Lenin’in 1924’te ölümünün ardından Sovyetler Birliği’nde ideolojik
bir ikilem başlamıştı. Başını Lev Troçki’nin çektiği grup, devrimin tüm
dünyaya yayılması için çaba gösterilmesi gerektiğini, Batılı ülkelerde
devrimin teşvik edilmesi gerektiğini söyleyen “
Sürekli Devrim”
tezini savunuyordu. Stalin ve yandaşları ise tam tersini düşünüyordu:
Sosyalist devrim önce Sovyetler’de sağlam bir temel kazanmalı,
sosyalizmin diğer kapitalist rejimleri tehdit etmediği ve onlarla bir
arada var olabileceği diğer ülkelere gösterilmeliydi. Böylece Batılı
ülkelerden gelebilecek tehditler engellenebilir, devrim gelişmesini daha
rahat sürdürebilirdi. Kısaca önce “
Tek Ülkede Sosyalizm” olmalıydı.
Ne
var ki, Lenin’in ardından Stalin ile girdiği iktidar kavgasını
kaybetmişti. Ve Troçki, Stalin’i dünya devriminden caymakla suçlayınca
önce Aralık 1927’de XV. Kongre’de Komünist Parti üyeliğinden atıldı,
ardından Kazakistan’ın Alma Ata kentine sürgüne yollandı.
Fakat
Alma Ata, Troçki için geçici bir sürgün yeriydi. Çünkü Stalin’in asıl
istediği, Troçki’yi Sovyet topraklarından tamamen atmak, başka bir
ülkede sürgüne yollamaktı. Bu konuda birçok ülkeyle Troçki’yi kabul
etmeleri için görüşme yapılmıştı ama hiçbir hükümet devrin hareketli
ortamında Troçki gibi bir ismi kabul etmeye yanaşmıyordu.
Ankara’daki
Sovyet Elçisi Çiçerin de Troçki’ye ülke arayanlardan biriydi. Türk
Dışişleri Bakanı Aras’la defalarca konuşmuş ve sonunda Türk hükümetini
razı ederek vize almayı başarmıştı. Ancak Türkiye’nin Troçki’yi kabul
etmek için bazı koşulları vardı:
- Troçki, politik bir göçmen olacaktı. Ona özel ve ayrıcalıklı işlem yapılmayacaktı.
- Başka ülkeye gitmek isterse, serbest olacaktı.
- Türkiye’de komünizm uğraşısı göstermeyecek, fakat istediğini yazabilecek ve bunları dışarda bastırıp yayabilecekti.
- Troçki’ye Türkiye’de SSCB tarafından hiçbir suikast düzenlenmeyecek, Türk Emniyeti her türlü güvenlik önlemlerini alacaktı.
Moskova,
bu koşulları kabul etti ve 23 Ocak 1929’da Moskova’daki Türkiye
Büyükelçiliği’nden Troçki'ye “Sedov” adıyla vize verildi.

Kayıt listesi:
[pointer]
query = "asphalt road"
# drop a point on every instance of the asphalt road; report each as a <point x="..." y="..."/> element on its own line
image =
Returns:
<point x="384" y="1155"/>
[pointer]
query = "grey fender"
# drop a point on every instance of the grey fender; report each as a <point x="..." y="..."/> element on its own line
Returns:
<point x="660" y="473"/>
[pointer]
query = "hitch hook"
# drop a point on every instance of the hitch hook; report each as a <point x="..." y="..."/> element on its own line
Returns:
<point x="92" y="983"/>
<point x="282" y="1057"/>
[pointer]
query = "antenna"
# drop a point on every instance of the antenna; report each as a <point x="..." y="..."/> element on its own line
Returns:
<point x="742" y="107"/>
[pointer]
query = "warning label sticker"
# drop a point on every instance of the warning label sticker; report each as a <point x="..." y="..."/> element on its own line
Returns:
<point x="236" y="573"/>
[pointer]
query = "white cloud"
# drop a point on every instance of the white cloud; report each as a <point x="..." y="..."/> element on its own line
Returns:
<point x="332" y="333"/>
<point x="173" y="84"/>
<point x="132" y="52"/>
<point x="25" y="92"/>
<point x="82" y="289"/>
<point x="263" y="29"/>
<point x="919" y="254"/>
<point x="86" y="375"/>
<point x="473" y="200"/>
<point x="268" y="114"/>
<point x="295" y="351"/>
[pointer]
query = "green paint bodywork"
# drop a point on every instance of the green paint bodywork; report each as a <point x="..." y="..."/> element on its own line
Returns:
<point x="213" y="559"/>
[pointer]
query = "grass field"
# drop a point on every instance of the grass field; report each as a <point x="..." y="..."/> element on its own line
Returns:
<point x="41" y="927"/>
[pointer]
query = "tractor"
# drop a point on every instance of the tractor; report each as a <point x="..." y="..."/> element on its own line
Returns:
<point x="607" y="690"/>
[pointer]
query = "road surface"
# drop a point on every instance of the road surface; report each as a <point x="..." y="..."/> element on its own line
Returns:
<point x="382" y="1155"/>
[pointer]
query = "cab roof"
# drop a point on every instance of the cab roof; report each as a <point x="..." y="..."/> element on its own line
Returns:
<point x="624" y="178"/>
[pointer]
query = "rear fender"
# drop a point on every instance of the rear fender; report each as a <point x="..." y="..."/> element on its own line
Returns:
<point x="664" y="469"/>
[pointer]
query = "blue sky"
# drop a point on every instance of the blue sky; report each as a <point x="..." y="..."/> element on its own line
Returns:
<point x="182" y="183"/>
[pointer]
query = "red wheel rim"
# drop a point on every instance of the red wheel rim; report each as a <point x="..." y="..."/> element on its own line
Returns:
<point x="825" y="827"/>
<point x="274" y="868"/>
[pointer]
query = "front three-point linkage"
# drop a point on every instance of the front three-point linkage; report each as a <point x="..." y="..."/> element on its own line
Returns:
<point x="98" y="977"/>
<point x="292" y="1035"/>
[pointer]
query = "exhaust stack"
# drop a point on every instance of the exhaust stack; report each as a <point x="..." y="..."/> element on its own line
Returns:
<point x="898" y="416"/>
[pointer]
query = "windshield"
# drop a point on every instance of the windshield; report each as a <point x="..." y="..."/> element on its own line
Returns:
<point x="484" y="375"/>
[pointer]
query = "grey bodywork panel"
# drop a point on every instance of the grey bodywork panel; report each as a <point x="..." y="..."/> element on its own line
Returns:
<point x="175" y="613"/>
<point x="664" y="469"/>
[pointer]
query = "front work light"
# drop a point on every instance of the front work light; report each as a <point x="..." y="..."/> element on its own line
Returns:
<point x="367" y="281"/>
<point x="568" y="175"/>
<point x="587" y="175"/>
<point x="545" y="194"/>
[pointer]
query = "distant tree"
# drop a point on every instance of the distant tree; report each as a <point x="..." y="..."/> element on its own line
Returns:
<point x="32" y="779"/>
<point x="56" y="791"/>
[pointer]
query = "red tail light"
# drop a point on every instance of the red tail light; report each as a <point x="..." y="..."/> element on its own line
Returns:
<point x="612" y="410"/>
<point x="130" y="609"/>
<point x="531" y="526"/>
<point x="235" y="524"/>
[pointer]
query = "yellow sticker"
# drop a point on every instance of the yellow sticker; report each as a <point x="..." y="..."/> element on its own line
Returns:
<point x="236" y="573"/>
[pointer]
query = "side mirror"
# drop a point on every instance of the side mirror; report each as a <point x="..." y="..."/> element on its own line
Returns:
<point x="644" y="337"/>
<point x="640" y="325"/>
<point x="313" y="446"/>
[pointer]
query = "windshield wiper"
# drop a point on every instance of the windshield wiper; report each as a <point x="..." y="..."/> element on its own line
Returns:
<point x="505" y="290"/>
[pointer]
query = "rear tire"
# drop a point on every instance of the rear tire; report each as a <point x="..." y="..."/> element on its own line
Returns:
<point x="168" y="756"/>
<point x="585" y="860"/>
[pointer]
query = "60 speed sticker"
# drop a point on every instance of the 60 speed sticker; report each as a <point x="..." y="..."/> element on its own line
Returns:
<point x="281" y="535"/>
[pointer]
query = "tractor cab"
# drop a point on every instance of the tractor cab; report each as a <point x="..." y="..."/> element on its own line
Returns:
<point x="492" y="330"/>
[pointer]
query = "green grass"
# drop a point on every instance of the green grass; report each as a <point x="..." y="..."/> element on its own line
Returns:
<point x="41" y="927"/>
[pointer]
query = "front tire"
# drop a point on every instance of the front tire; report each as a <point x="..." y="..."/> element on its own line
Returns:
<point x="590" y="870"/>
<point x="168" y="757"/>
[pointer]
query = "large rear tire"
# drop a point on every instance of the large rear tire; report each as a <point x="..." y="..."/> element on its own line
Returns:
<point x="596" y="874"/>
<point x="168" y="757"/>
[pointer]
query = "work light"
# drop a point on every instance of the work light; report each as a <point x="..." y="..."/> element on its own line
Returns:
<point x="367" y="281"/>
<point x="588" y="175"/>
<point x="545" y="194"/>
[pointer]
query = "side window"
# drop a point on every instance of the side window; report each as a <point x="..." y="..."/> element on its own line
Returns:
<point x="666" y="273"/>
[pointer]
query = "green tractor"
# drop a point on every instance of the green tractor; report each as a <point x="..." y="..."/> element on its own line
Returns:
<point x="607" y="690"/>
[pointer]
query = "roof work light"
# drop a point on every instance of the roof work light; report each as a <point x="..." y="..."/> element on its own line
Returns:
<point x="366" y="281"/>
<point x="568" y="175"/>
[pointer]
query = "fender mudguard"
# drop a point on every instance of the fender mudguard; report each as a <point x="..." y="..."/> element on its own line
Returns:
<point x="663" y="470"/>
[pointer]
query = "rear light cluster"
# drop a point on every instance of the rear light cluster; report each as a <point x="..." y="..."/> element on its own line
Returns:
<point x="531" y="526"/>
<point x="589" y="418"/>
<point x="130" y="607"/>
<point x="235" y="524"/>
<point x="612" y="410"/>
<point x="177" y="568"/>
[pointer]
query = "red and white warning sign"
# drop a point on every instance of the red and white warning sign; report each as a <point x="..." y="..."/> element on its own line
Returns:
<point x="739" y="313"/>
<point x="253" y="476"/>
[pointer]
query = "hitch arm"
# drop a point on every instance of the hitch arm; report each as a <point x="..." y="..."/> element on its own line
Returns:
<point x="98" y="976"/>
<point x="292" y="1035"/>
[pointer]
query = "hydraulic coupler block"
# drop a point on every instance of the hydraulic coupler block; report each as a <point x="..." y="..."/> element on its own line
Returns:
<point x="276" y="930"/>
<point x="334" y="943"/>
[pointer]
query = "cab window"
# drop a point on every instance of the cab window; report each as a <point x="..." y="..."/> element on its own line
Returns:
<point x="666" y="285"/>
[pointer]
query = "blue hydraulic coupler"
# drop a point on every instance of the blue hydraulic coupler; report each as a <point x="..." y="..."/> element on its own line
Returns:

Görev yönergesi: Troçki'nin sürgününü anlatan metni kaldığı yerden sürdürebilir misin? Kayıtların bu işte hiçbir rolü yoktur.

Çözülmüş problem:
Leon
Davitoviç Troçki, 12 Şubat 1929 Salı günü Lenin’in küçük adını taşıyan
“İlyiç” vapuruyla Odesa’dan İstanbul’a gelmişti. Yanında ikinci karısı
Natalya, oğlu Leon Sedov ve iki de (GPU) Sovyet gizli polisi vardı.
Türk Basını Uyarılıyor
İçişleri
Bakanlığı, aynı günlerde hem İstanbul Valiliği’ne, hem de Basın-Yayın
Genel Müdürlüğü’ne iki uyarı mektubu yazmıştı. Valilikten, herhangi bir
suikasta karşı önlem alınması, Basın-Yayın’dan da gazetelerin Troçki ile
ilgilenmemesi isteniyordu.
O günlerde İstanbul’da Rusya’dan
devrim sırasında kaçan 3-4 bin Beyaz Rus vardı. Bunlar Troçki’nin
kurduğu Kızılordu’ya yenilerek ülkelerinden kaçmışlardı. Bunların ve
dünyanın başka ülkelerine dağılan 200 binden fazla Beyaz Rus’un,
Troçki’yi öldürmek istemesi en doğal düşünceydi.
Troçki’yi getiren
İlyiç Vapuru, öğleye doğru Büyükdere açıklarında demirliyor, gemiye
binen bir Türk görevli, gelenlerin pasaportlarını inceliyordu. Bu sırada
Troçki’nin oğlu Lev Sedov, Türk görevliye
Atatürk’e sunulmak üzere bir
mektup verdi. Troçki’nin imzasını taşıyan mektup şöyleydi:
Sayın Başkan,
İstanbul’un
kapısında size şunu bildirmekle onur duyuyorum: Türkiye sınırlarına
kendi dileğimle gelmedim. Bu sınırlardan içeri zorla sokuluyorum.
Rusya’dan
çıkarıldıktan sonra, dilini bildiğim ve tanıdığım bir ülkeye gitmeyi
yeğlerdim. Fakat sürenler, sürülenlerin bu isteklerine çok ender özen
gösteriyorlar.
Ülkemden çıkarılmam sorunun sonu değildir. Olaylar
kısa ya da uzun sürede gelişecektir. Ben Marks’ın okulunda tarihe
sabırla bakmayı öğrendim.
En iyi duygularımı kabul buyurunuz Bay Başkan.
Leon Troçki.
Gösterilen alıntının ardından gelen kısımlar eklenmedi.